::: Information shown

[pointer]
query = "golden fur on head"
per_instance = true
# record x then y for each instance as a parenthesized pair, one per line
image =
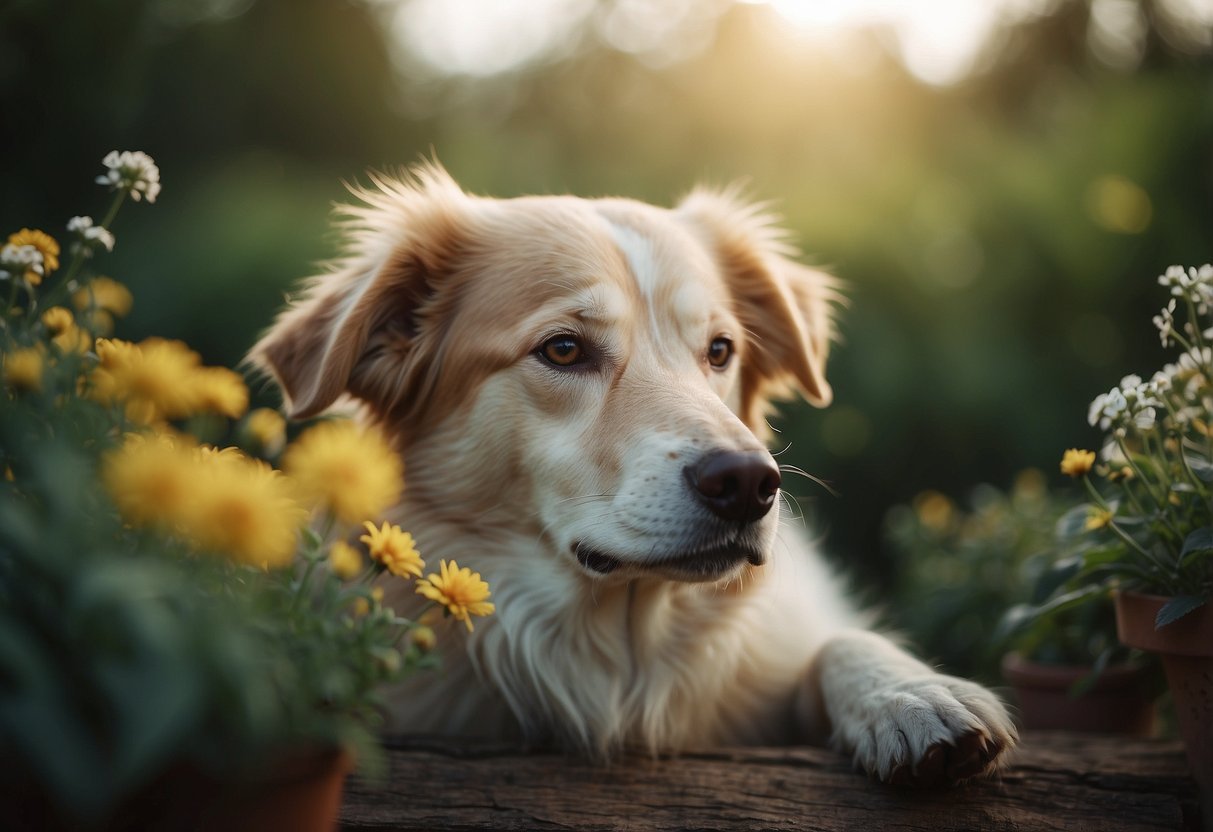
(621, 502)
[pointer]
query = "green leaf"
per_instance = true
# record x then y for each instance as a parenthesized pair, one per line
(1072, 523)
(1177, 608)
(1201, 539)
(1201, 467)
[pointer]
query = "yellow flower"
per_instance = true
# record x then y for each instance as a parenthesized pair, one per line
(345, 560)
(58, 319)
(45, 245)
(218, 391)
(268, 429)
(1098, 518)
(23, 369)
(103, 294)
(149, 379)
(362, 607)
(345, 467)
(217, 500)
(461, 591)
(1077, 463)
(934, 511)
(243, 508)
(151, 479)
(98, 322)
(393, 548)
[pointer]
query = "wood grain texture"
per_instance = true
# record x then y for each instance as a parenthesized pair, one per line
(1055, 781)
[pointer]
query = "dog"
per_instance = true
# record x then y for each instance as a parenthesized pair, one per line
(579, 391)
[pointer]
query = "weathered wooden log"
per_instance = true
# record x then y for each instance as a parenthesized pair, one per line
(1055, 781)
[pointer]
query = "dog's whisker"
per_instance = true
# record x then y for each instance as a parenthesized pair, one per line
(792, 469)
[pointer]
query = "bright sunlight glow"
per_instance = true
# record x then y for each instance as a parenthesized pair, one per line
(940, 41)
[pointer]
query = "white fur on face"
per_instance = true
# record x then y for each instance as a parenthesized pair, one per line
(434, 322)
(605, 446)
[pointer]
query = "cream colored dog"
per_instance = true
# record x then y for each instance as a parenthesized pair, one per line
(577, 389)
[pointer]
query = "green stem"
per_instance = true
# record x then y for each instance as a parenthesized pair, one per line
(1139, 473)
(119, 198)
(80, 255)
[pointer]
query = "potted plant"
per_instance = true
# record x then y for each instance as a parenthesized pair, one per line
(188, 634)
(1066, 666)
(1148, 531)
(974, 591)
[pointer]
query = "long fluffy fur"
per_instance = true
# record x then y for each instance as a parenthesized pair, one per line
(430, 323)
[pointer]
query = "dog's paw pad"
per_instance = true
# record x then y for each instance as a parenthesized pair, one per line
(934, 731)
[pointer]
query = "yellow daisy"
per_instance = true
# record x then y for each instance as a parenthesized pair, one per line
(45, 245)
(347, 468)
(151, 379)
(23, 369)
(243, 508)
(151, 479)
(393, 548)
(461, 591)
(362, 607)
(1077, 463)
(103, 294)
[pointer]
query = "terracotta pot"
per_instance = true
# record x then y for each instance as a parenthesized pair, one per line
(297, 792)
(1186, 650)
(1118, 701)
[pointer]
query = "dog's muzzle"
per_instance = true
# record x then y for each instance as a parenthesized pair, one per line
(739, 486)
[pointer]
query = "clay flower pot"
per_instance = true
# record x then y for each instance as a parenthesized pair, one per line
(1186, 649)
(297, 792)
(1118, 701)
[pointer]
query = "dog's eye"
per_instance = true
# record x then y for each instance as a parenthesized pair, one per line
(562, 351)
(719, 352)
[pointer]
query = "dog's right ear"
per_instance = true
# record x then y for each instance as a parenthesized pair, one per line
(356, 330)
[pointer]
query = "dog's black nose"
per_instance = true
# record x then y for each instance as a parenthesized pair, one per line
(735, 485)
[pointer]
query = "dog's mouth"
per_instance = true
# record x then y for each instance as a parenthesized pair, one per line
(699, 564)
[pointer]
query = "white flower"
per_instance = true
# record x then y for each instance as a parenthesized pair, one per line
(1108, 408)
(1144, 419)
(1194, 285)
(131, 171)
(1161, 381)
(89, 237)
(16, 261)
(1131, 402)
(1166, 323)
(1195, 360)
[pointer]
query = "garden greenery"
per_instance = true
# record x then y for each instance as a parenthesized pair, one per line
(166, 602)
(1149, 524)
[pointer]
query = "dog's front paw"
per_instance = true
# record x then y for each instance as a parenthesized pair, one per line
(930, 730)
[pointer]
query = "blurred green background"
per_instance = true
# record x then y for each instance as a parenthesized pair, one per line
(998, 182)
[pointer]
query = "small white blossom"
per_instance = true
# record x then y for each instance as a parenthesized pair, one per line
(1166, 323)
(1132, 402)
(1192, 284)
(132, 171)
(1108, 408)
(87, 237)
(16, 261)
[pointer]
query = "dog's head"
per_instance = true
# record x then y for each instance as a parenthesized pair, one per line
(592, 372)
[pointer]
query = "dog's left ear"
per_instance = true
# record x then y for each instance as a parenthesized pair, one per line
(369, 328)
(785, 308)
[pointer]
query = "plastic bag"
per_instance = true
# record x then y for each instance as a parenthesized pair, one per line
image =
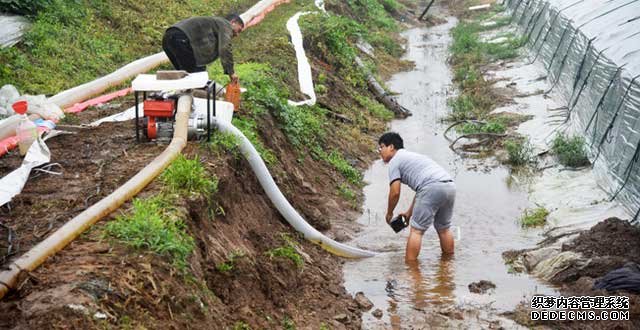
(8, 94)
(38, 104)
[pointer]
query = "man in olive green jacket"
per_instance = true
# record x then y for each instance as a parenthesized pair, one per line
(193, 43)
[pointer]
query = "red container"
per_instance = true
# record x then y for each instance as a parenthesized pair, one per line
(158, 108)
(20, 107)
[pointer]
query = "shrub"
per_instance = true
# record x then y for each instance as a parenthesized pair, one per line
(23, 7)
(520, 152)
(534, 218)
(152, 224)
(188, 175)
(349, 172)
(571, 151)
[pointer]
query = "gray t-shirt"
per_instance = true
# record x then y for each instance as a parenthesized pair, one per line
(415, 170)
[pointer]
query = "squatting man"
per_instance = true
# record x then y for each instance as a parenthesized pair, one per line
(435, 193)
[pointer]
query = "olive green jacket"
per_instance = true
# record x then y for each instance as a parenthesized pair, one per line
(210, 38)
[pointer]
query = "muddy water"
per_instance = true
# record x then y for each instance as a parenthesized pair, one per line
(487, 206)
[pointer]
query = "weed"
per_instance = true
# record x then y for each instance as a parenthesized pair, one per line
(70, 119)
(52, 55)
(240, 325)
(249, 128)
(303, 126)
(153, 224)
(570, 151)
(23, 7)
(534, 218)
(332, 36)
(288, 324)
(495, 126)
(188, 175)
(222, 143)
(347, 170)
(374, 14)
(520, 152)
(345, 192)
(377, 109)
(288, 251)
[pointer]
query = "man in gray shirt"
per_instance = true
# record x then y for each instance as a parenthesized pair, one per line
(435, 193)
(193, 43)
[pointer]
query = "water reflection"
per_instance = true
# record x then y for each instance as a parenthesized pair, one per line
(427, 284)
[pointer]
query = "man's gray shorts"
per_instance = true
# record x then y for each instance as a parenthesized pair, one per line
(434, 205)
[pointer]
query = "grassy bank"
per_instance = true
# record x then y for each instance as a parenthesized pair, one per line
(470, 55)
(203, 242)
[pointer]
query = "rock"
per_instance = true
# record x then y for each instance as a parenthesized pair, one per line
(363, 301)
(342, 318)
(481, 286)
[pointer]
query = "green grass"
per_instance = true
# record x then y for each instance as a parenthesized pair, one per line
(570, 150)
(154, 225)
(374, 107)
(519, 151)
(54, 54)
(190, 177)
(347, 170)
(534, 218)
(229, 264)
(288, 324)
(241, 325)
(287, 251)
(222, 143)
(496, 126)
(346, 192)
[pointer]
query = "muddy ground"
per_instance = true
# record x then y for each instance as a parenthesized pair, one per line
(138, 288)
(607, 246)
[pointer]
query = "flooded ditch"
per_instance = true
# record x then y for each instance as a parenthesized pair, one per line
(488, 205)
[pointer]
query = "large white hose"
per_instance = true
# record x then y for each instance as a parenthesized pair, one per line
(282, 204)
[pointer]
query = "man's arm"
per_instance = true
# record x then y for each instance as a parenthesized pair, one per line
(226, 51)
(394, 196)
(409, 212)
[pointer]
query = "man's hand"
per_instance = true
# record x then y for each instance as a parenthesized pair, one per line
(234, 78)
(407, 215)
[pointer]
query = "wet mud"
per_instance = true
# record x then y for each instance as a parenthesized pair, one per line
(605, 247)
(434, 293)
(97, 282)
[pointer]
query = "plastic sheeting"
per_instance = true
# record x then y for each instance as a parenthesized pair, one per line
(591, 49)
(12, 183)
(304, 68)
(13, 28)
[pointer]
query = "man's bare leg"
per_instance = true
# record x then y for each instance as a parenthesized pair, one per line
(446, 241)
(414, 243)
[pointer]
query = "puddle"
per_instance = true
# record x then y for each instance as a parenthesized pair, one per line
(487, 205)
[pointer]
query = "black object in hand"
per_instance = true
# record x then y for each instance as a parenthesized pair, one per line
(398, 223)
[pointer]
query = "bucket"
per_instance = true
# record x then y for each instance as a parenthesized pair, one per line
(224, 111)
(20, 107)
(232, 94)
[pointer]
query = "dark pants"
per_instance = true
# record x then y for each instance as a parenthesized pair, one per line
(177, 47)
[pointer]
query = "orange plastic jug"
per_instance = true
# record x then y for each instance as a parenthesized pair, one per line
(232, 95)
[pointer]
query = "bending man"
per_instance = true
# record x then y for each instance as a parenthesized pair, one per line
(193, 43)
(435, 193)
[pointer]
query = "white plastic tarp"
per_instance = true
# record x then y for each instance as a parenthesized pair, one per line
(12, 184)
(304, 68)
(13, 28)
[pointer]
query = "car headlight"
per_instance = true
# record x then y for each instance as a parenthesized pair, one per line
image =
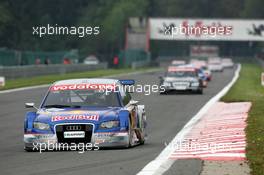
(165, 83)
(195, 84)
(41, 126)
(109, 124)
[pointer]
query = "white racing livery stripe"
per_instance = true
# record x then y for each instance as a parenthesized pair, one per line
(163, 162)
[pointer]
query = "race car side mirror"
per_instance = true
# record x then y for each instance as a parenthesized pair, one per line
(30, 105)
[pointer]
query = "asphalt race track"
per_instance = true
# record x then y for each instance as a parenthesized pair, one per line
(167, 114)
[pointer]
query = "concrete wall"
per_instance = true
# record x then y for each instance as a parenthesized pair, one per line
(37, 70)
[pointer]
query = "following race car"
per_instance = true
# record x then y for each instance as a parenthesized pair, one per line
(97, 111)
(181, 79)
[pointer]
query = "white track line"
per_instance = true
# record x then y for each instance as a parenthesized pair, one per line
(47, 85)
(162, 163)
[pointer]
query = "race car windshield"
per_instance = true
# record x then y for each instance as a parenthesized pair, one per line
(80, 98)
(180, 74)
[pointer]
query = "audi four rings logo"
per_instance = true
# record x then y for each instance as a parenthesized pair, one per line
(74, 128)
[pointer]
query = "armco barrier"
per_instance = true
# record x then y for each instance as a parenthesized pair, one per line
(13, 72)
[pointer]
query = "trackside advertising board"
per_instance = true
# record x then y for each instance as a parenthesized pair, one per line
(206, 29)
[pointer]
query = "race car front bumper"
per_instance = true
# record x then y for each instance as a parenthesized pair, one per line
(99, 140)
(181, 88)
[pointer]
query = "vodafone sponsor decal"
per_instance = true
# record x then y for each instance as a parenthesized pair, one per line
(74, 117)
(206, 29)
(82, 87)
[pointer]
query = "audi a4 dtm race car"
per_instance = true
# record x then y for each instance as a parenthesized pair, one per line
(97, 111)
(181, 79)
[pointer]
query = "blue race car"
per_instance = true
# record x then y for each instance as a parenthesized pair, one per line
(100, 112)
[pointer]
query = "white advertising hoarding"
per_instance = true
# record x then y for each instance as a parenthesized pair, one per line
(206, 29)
(2, 81)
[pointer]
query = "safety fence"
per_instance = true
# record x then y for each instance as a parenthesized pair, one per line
(132, 56)
(12, 72)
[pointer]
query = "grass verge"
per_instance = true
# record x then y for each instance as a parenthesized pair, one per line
(48, 79)
(248, 88)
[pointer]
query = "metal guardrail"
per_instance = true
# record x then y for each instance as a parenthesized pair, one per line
(13, 72)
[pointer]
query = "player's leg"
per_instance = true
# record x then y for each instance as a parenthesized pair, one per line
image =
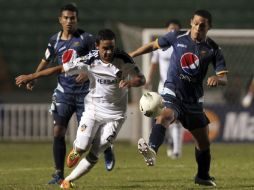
(176, 131)
(61, 115)
(202, 146)
(108, 153)
(86, 132)
(105, 136)
(167, 116)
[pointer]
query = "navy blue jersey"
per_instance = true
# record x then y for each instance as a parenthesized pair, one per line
(59, 51)
(189, 64)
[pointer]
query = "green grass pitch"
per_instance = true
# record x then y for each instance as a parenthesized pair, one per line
(28, 166)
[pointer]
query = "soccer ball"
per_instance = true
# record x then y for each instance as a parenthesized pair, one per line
(151, 104)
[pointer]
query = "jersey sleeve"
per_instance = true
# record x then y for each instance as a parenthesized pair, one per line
(155, 57)
(49, 55)
(167, 40)
(88, 43)
(76, 66)
(219, 62)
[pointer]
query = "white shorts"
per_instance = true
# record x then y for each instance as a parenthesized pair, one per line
(97, 129)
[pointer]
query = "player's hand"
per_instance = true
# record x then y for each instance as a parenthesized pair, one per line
(148, 85)
(124, 84)
(22, 79)
(213, 81)
(82, 77)
(30, 85)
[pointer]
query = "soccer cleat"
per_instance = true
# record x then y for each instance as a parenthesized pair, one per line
(147, 152)
(57, 178)
(109, 158)
(72, 158)
(206, 182)
(66, 184)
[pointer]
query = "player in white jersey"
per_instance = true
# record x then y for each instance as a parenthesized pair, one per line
(161, 58)
(111, 73)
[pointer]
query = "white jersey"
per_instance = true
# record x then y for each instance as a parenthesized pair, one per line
(162, 57)
(105, 95)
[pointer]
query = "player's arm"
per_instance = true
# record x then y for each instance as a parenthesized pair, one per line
(147, 48)
(42, 65)
(24, 79)
(218, 79)
(136, 78)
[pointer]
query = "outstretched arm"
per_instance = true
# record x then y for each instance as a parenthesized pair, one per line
(216, 80)
(24, 79)
(147, 48)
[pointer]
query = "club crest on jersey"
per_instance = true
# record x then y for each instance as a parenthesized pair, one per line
(69, 56)
(189, 63)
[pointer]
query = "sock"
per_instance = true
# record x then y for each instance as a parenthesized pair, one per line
(83, 167)
(157, 136)
(176, 131)
(59, 152)
(203, 159)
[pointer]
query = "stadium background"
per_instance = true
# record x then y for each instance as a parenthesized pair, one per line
(27, 26)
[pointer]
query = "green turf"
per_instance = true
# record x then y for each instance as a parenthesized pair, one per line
(25, 166)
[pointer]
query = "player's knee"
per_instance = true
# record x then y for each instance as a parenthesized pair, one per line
(166, 117)
(59, 131)
(92, 158)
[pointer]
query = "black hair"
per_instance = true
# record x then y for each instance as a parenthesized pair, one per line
(173, 21)
(105, 34)
(206, 14)
(69, 7)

::::::

__What the exercise asks__
How many lines of the material above contain the string "plastic"? Case counts, so report only the number.

__Solution for this task__
4